Loss of TBK1 Kinase Function Improves Disease Outcome in Pancreatic Cancer and Metabolic Syndrome

Aberrant expression and activity of TANK binding kinase 1 (TBK1) has been observed in numerous diseases. Here I've identified novel functions for TBK1 in pancreatic ductal adenocarcinoma (PDA) and in metabolic syndrome that promote disease progression. Activating mutations in KRAS are present in 90% of human PDA cases; yet direct pharmacological inhibition of K-RAS remains a challenge, indicating a need for effective therapies. Higher levels of TBK1 mRNA, a critical downstream mediator of oncogenic K-RAS in lung cancer, correlate with poorer outcome in PDA patients. Given these observations, I hypothesized that TBK1 is also an effector of K-RAS in PDA. KRAS mutant PDA cell lines are selectively sensitive to small molecule inhibition of TBK1. In K-RAS-driven genetic mouse models of PDA, Tbk1 supports spontaneous pancreatic tumor growth as evidenced by smaller tumors and fewer metastases in Tbk1 mutant PDA mice relative to normal PDA mice. Additionally, Tbk1 mutant tumors are more epithelial; an observation consistent with the reduced migratory phenotype of Tbk1 mutant tumor cell lines and lack of detectable metastases in Tbk1 mutant PDA animals. Mechanistic studies indicate that TBK1 is central to Axl-driven EMT and is activated with RAS in response to Axl stimulation in PDA cell lines. The latter part of this thesis is focused on the contribution of TBK1 to mice with metabolic disorder. TBK1 is implicated in the regulation of metabolism through studies with amlexanox, an inhibitor of IκB kinase (IKK)-related kinases. Amlexanox induced weight loss, reduced fatty liver and insulin resistance in high fat diet (HFD) fed mice and has now progressed into clinical testing for the treatment and prevention of obesity and type 2 diabetes. However, since amlexanox is a dual IKKε/TBK1 inhibitor, the specific contribution of TBK1 is unclear. To distinguish metabolic functions unique to TBK1, I examined the metabolic profile of global Tbk1 mutant mice challenged with HFD and investigated potential mechanisms for the improved metabolic phenotype. I report that systemic loss of TBK1 kinase function has a protective effect on metabolic readouts in HFD-fed mice, which is mediated by loss of an inhibitory interaction between TBK1 and the insulin receptor.

[Rows from a data collection]
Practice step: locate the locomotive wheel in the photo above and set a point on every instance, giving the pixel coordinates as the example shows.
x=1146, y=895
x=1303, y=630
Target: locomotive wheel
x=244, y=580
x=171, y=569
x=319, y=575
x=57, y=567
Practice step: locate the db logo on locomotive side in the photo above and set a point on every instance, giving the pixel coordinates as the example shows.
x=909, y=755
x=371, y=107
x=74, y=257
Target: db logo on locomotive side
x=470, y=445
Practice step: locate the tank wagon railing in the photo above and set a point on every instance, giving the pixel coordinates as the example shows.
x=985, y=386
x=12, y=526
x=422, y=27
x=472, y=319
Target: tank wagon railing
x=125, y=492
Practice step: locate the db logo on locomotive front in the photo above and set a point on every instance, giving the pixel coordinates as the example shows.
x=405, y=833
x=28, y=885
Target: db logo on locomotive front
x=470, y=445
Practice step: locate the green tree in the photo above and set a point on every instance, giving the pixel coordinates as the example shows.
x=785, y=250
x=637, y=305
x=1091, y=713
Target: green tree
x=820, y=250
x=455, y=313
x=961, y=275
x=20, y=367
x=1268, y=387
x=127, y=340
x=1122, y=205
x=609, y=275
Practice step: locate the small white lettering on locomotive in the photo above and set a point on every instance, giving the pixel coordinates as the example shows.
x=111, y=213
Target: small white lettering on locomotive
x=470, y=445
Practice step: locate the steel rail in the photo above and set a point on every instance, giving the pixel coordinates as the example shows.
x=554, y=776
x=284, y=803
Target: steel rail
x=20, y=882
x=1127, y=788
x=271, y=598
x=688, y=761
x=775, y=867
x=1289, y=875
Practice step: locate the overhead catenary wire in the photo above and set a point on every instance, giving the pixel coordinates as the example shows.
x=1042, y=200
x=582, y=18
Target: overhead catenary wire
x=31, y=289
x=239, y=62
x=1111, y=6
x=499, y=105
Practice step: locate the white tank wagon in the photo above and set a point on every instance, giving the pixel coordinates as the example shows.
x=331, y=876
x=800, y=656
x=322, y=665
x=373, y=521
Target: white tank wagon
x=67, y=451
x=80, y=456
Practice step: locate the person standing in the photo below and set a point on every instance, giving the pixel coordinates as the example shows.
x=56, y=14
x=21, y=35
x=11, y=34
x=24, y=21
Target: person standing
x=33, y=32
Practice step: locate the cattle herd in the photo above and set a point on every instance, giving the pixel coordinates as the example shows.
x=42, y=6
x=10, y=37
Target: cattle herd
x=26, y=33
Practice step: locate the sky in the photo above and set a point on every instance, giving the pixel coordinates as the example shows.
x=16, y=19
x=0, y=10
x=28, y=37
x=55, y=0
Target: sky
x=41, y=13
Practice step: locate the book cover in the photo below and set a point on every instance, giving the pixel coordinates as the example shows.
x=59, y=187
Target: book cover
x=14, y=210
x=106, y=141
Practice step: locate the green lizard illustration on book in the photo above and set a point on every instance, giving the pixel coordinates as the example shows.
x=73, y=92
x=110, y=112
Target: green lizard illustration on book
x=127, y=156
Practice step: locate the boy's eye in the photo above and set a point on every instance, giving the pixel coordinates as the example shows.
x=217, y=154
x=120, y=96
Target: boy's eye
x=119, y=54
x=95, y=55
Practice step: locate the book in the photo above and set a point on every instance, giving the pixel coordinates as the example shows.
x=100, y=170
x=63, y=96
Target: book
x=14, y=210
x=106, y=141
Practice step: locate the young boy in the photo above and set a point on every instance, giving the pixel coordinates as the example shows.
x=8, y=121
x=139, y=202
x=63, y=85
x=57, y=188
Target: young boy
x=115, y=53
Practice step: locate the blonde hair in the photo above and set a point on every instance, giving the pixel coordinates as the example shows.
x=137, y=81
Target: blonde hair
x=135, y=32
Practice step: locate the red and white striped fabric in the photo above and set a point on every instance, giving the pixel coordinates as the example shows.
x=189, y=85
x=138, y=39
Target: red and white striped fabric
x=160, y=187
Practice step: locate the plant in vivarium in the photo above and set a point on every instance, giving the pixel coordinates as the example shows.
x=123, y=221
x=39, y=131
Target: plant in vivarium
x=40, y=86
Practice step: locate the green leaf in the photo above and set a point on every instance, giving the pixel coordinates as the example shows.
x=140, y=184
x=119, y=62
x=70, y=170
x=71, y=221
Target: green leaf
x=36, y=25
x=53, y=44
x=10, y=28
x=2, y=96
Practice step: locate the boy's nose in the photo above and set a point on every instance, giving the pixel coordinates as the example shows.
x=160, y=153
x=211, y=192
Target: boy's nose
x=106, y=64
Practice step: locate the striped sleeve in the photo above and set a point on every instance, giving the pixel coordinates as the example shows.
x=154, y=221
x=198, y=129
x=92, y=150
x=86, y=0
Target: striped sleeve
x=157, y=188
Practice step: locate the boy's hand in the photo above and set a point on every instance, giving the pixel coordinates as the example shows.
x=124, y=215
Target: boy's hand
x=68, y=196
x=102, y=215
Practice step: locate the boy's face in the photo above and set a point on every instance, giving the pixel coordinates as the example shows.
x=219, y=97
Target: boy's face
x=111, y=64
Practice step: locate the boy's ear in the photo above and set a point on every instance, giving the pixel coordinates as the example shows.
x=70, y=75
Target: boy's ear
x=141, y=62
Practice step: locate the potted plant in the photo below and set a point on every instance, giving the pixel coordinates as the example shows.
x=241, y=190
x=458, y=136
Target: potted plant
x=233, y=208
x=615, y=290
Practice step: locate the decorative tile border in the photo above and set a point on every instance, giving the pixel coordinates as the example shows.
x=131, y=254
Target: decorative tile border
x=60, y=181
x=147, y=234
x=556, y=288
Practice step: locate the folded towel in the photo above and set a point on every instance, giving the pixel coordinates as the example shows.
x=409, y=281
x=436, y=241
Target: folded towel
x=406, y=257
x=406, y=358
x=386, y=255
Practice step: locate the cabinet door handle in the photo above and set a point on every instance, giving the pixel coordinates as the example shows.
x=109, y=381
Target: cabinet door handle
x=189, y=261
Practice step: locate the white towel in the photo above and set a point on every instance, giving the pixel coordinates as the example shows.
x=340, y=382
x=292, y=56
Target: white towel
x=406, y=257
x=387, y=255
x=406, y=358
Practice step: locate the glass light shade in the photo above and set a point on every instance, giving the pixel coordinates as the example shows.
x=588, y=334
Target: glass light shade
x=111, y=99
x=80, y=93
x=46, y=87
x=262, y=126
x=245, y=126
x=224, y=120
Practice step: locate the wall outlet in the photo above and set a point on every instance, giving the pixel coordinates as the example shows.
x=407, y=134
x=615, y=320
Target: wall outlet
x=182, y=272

TASK: According to the TBK1 abstract above, in what share of human pancreatic ductal adenocarcinoma cases are activating KRAS mutations present?

OUTPUT: 90%